There is far more political maneuvering within India’s regulatory bodies than in the US, however.  Rate increases only occur immediately after elections, for example, and while the US is not immune to parochial decision making, it is rife in India.

What We Know So Far

In both disturbances, heavy power flow on the Bina -Agra line exceeded limits.  This particular line connects the Northern and Western grids through two 765 kV circuits that have been operating at 400 kV and is one of four major corridors between the two regions. 

Image

 

At the time of the outage, one of the circuits was being upgraded to 765 kV and was out of service.  The operating line had a Surge Impedance Loading (SIL) of 691 MW but was operating above 1,000 MW.  Apparently several circuits in the Eastern grid were operating above SIL as well.   

In addition, frequency regulation deteriorated to 47.69 Hz in the 50 Hz system, reportedly because of a refusal on the part of some states to install frequency regulation which would have initiated automated demand reductions.  As in the case of the SIL standards, states continued to draw on generation at system frequencies that were below regulatory minimums.

Although some reading between the lines is necessary from subsequent corrective orders, the NLDC in a memo to the regions noted that, in addition to the protective technology “mis-operations” the outage was exacerbated by the fact that there was sustained high loading during a period of high ambient temperatures and the absence of dynamic reactive power compensation resulted in voltage dips in the system. The NLDC’s primary corrective action was to demand that operational protocols and limits be enforced by the RLDC’s throughout the system.

The Indian press has speculated that many of the seemingly technical problems were in fact man made.  In India, access to reliable electricity directly correlates to economic growth.  Those regions that have reliable power are prospering; the have-nots are not.  Electricity is becoming seen by some as a right.  If the electricity is less reliable, or unavailable, it’s the politicians that are blamed.  The Indian press alleges that before this event, controls and technology such as under frequency relays were not enforced or installed because of political intervention; during the outage some politicians in the states of Uttar Pradesh, Haryana, Punjab and Rajasthan demanded that no power reduction measures be taken so that their state would continue to be served.

Supplied material →
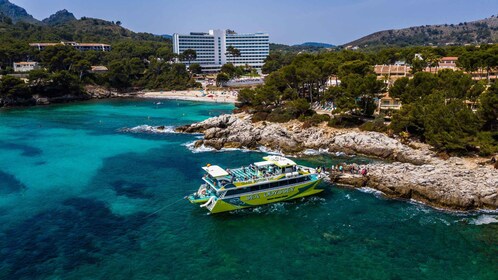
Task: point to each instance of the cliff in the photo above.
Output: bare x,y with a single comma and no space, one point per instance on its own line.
415,173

Actions to take →
(A) Answer these questions from the passage on India's grid outage:
(i) What Surge Impedance Loading did the operating Bina-Agra line have?
(ii) To what frequency did the 50 Hz system fall?
(iii) When do rate increases occur in India?
(B) List every state the passage on India's grid outage names where some politicians demanded that no power reduction measures be taken.

Solved problems →
(A)
(i) 691 MW
(ii) 47.69 Hz
(iii) Immediately after elections

(B) Uttar Pradesh, Haryana, Punjab, Rajasthan